• **RAW DATA**
----------------------------------------
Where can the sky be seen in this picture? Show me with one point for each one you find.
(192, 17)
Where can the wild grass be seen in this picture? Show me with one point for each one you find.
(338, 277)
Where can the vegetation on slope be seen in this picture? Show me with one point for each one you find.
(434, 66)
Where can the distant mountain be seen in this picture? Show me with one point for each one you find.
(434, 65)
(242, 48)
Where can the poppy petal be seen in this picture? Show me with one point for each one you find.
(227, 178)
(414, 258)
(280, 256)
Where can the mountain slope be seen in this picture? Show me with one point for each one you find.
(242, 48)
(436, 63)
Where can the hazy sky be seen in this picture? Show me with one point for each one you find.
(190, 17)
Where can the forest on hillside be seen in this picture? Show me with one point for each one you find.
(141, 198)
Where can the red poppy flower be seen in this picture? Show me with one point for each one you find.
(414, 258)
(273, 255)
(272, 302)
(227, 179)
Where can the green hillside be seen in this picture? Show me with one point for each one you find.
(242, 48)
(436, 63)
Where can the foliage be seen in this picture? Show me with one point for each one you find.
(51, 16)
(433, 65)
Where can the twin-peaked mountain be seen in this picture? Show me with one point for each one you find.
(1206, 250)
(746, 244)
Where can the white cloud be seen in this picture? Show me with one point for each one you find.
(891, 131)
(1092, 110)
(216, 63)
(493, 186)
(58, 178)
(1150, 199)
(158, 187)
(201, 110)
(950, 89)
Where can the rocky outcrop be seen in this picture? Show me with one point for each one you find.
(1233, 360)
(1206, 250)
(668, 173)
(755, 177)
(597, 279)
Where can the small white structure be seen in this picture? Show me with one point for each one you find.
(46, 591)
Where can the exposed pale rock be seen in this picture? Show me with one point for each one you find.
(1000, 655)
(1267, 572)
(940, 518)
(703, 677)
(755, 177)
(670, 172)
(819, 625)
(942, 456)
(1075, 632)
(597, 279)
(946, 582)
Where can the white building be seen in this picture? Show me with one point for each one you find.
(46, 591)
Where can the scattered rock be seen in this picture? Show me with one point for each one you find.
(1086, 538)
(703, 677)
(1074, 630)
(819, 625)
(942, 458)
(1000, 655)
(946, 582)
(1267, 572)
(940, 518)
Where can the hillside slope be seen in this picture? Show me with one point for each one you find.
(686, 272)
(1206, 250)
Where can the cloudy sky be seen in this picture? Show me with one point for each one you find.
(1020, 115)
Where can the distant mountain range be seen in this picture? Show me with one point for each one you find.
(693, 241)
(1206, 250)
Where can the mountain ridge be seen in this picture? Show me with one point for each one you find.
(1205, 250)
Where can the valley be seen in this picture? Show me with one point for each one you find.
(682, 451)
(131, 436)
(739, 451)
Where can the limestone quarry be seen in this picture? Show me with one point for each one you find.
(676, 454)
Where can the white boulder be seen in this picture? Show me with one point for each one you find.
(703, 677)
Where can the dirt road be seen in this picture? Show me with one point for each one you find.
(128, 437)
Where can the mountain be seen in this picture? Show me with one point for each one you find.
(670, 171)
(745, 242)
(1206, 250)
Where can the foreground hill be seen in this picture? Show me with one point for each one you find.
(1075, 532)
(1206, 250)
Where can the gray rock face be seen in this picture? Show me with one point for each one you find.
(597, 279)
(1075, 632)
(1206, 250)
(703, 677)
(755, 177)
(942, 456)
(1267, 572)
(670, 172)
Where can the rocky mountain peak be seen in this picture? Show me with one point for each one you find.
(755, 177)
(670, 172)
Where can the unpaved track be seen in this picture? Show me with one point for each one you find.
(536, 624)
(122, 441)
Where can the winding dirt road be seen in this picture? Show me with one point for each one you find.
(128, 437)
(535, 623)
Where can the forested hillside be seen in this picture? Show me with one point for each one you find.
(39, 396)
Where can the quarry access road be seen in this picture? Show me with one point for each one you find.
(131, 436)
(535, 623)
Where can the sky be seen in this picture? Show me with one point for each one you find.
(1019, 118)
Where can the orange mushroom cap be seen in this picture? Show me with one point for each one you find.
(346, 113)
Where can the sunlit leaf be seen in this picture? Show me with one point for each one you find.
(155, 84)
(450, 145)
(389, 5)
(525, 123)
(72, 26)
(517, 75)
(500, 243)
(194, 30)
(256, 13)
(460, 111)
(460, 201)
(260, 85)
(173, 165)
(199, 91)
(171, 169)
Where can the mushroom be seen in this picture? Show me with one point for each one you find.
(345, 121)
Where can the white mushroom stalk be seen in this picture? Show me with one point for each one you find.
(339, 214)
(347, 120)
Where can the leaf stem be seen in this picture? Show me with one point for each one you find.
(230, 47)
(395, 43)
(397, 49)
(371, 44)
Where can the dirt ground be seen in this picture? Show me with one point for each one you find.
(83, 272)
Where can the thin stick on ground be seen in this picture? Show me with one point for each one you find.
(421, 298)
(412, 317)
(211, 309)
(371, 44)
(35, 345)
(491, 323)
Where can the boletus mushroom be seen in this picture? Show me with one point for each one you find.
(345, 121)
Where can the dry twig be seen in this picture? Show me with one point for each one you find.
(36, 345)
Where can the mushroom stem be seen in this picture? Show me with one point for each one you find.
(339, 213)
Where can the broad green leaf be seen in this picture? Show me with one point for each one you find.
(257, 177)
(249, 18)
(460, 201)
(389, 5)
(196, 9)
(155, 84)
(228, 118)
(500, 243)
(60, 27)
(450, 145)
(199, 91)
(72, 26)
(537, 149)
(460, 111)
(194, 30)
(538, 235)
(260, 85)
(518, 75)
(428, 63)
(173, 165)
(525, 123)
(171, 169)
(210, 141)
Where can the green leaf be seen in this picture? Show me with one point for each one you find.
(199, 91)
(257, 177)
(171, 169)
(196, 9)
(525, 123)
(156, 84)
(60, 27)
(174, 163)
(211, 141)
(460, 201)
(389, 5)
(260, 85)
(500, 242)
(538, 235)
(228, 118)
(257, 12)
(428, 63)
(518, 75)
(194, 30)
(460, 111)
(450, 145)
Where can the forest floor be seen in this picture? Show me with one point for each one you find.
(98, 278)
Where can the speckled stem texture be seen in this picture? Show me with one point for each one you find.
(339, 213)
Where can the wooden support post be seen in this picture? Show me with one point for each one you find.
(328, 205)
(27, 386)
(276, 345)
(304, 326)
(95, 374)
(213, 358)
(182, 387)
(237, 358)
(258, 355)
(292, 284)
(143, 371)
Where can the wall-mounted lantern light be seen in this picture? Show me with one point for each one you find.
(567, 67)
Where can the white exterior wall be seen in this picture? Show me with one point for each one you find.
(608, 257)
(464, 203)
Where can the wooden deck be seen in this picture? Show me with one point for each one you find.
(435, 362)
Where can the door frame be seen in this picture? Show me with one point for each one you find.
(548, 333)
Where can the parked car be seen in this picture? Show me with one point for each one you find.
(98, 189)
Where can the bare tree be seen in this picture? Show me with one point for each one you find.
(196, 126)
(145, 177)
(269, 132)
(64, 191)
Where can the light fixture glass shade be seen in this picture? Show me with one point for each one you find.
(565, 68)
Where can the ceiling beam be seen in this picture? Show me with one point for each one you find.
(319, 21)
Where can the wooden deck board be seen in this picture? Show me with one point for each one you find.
----------------------------------------
• **YOUR TASK**
Reproduce the material above verbatim, starting at the line containing "Where can the distant mountain range" and ending with the line containing "(1205, 250)", including both of those lines.

• **TASK RESPONSE**
Where can the distant mountain range be seen in this picture? Show me with one point for each one you find.
(693, 241)
(1206, 250)
Where can the mountain ridge be seen in this picture? Show me with one point for each one you find.
(1205, 250)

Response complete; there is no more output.